═══ Entries ═══

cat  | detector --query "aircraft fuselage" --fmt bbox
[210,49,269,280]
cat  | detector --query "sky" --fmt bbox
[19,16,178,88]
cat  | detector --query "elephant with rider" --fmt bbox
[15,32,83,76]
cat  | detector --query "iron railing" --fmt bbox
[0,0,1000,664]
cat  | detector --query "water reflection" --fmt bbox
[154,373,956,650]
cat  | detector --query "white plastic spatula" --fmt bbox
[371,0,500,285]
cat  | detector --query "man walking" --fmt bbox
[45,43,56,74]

═══
═══ Entries ═══

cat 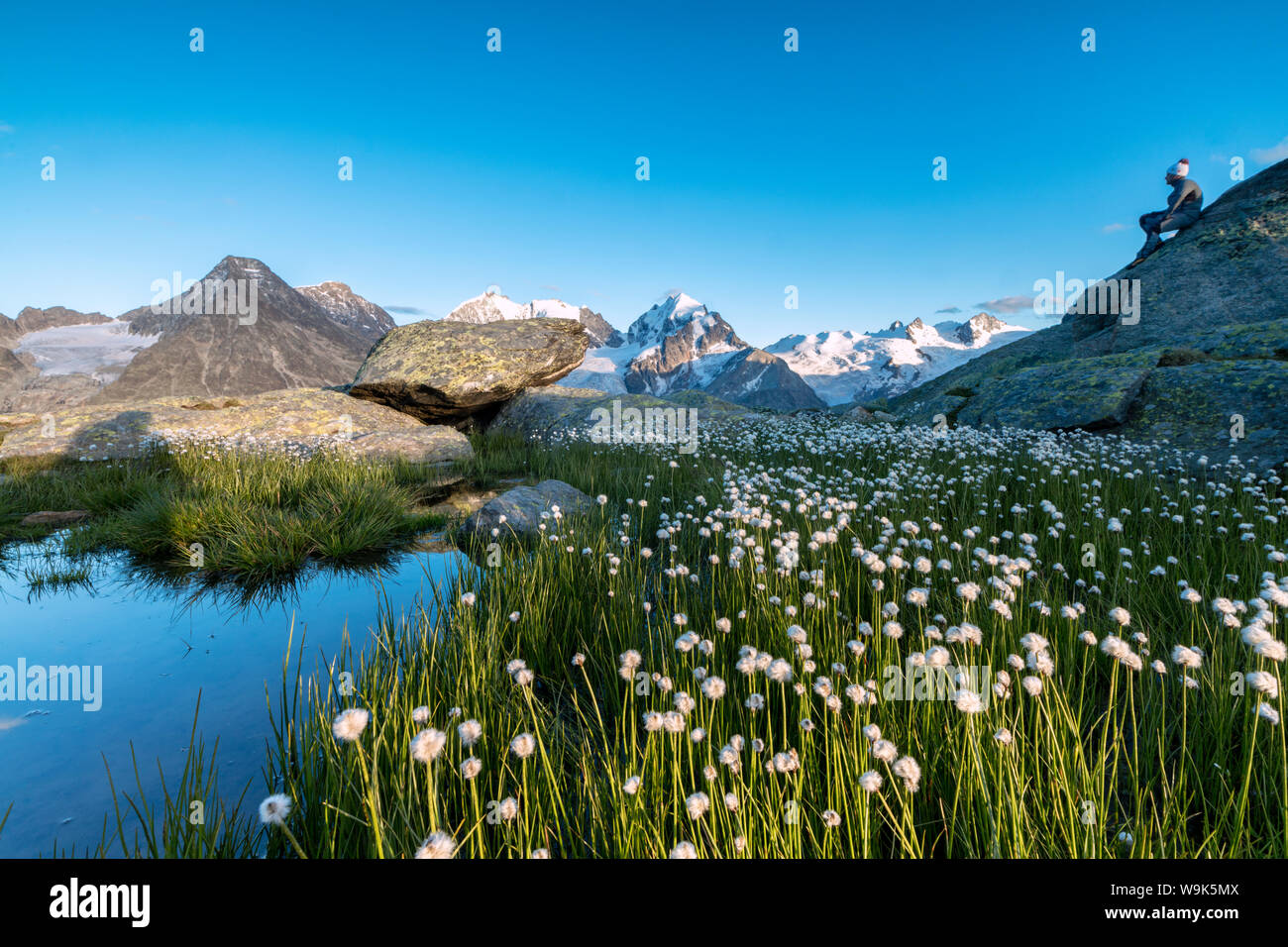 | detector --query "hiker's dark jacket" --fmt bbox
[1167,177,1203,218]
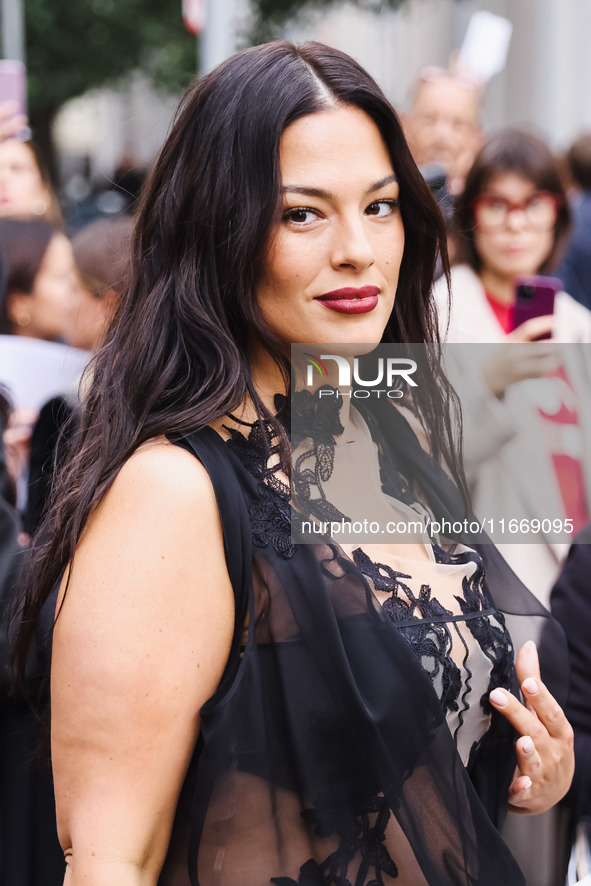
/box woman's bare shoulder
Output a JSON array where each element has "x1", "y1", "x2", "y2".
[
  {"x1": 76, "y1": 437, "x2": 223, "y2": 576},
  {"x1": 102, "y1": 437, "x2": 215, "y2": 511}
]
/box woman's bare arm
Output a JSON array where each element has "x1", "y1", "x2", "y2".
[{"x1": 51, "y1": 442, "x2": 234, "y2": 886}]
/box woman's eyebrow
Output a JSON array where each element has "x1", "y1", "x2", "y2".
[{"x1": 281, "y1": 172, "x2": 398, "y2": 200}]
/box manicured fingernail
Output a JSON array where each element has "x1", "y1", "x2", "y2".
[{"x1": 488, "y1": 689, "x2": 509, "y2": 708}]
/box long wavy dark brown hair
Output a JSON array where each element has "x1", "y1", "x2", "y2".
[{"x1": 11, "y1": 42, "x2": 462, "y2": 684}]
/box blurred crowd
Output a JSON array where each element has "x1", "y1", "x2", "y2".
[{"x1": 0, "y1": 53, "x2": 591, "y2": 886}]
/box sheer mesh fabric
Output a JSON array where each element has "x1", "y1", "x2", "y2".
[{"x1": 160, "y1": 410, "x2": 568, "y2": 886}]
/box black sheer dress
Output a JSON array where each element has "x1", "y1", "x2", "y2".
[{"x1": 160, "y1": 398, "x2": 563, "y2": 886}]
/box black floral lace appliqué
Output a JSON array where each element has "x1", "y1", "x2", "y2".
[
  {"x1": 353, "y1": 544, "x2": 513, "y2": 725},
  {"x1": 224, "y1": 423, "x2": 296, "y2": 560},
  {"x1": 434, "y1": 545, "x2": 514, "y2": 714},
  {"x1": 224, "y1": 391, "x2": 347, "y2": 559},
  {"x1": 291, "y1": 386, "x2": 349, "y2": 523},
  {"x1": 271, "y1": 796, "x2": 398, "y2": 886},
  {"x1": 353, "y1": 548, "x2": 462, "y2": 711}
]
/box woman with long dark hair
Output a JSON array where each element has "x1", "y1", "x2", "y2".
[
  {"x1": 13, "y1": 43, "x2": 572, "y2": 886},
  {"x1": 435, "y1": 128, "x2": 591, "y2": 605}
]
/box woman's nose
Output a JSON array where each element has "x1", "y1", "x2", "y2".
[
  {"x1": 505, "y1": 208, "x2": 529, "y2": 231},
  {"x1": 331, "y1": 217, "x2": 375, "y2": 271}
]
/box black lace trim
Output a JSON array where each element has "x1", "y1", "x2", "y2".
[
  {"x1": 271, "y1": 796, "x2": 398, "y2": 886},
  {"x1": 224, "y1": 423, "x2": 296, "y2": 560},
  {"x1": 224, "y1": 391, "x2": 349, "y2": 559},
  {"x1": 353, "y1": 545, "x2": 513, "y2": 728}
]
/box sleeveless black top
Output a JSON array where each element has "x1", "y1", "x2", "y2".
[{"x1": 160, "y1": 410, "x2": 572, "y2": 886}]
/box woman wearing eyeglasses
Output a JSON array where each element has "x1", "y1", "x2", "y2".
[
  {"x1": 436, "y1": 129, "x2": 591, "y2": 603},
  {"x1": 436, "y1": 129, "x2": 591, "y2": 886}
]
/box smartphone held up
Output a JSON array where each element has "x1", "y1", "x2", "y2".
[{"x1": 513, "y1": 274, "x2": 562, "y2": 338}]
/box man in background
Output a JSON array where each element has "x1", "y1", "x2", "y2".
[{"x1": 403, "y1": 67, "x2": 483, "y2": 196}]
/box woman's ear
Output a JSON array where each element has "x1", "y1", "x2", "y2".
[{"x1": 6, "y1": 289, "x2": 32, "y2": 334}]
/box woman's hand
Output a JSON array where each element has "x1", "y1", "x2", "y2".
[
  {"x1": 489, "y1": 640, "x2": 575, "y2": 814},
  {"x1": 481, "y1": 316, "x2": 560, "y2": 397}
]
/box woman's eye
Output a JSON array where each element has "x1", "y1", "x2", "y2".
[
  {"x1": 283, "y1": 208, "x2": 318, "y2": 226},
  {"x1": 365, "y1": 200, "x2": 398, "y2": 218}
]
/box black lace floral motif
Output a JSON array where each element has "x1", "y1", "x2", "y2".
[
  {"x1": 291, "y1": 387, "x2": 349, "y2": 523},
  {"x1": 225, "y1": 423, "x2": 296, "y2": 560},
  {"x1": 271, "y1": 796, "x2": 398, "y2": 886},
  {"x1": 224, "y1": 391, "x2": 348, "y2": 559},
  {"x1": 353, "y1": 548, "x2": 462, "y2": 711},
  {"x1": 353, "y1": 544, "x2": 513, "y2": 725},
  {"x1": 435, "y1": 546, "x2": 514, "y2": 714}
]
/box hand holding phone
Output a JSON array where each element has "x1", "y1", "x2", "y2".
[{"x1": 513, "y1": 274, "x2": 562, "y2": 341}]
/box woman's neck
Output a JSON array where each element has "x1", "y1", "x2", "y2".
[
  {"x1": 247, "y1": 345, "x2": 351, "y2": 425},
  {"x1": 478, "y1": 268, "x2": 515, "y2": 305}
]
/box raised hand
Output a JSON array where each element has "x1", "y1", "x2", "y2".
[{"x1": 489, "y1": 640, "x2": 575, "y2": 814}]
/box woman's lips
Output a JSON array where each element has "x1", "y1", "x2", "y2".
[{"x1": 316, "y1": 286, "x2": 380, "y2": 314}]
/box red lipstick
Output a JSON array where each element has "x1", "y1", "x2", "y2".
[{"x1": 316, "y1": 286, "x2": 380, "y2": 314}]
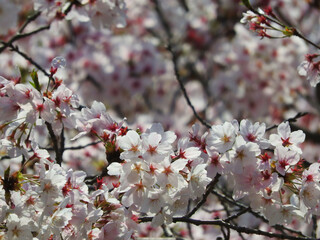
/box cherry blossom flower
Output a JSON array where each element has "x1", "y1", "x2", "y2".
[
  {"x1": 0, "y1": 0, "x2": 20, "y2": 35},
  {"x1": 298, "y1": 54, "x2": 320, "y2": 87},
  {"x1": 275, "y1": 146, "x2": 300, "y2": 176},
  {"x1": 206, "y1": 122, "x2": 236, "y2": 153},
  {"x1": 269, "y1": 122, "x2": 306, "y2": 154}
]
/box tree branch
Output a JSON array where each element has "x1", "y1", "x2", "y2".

═══
═══ Entries ═══

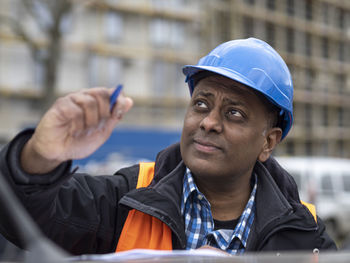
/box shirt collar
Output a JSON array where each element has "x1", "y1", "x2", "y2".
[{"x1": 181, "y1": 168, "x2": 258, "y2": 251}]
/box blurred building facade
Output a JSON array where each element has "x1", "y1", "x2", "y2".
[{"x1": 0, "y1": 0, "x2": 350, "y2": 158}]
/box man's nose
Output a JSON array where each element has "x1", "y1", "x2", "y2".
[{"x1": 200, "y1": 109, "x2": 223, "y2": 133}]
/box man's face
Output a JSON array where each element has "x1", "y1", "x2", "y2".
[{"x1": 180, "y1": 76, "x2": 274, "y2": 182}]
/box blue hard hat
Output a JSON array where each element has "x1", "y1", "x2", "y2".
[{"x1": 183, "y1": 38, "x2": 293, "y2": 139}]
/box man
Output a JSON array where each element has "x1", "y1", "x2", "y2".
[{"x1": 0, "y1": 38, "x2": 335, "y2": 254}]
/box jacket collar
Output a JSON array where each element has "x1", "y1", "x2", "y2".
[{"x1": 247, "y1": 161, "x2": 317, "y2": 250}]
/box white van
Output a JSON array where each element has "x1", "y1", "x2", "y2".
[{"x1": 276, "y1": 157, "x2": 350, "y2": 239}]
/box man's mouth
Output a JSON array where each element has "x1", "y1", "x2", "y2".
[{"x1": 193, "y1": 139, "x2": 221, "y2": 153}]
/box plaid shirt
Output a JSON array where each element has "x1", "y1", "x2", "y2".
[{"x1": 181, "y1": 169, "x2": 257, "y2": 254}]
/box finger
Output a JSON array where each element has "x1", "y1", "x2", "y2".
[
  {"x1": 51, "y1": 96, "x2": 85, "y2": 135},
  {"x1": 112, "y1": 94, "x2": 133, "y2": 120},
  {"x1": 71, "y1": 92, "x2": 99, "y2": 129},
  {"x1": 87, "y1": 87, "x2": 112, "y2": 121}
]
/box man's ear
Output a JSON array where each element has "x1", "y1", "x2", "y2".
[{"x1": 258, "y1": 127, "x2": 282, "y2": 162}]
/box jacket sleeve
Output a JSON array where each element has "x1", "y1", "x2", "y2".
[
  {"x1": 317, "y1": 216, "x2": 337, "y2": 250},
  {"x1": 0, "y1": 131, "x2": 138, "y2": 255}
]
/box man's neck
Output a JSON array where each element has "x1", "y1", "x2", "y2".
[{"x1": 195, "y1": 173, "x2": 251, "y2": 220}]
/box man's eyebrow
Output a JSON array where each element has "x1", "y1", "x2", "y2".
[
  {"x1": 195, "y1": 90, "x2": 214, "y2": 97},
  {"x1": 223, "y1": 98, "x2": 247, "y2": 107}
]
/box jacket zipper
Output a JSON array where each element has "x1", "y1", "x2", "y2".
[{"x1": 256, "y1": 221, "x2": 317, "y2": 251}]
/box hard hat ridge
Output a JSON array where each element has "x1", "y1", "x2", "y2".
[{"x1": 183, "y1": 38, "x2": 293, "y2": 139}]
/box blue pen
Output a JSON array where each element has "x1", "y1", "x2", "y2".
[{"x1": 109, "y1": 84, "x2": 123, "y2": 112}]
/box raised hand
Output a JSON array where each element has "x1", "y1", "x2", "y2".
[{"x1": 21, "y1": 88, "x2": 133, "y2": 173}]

═══

To do:
Can you find every line in the rows above that contains the string "lace" and copy each of those lines out in full?

Exercise result:
/box black floral lace appliqué
/box black lace trim
/box black lace floral motif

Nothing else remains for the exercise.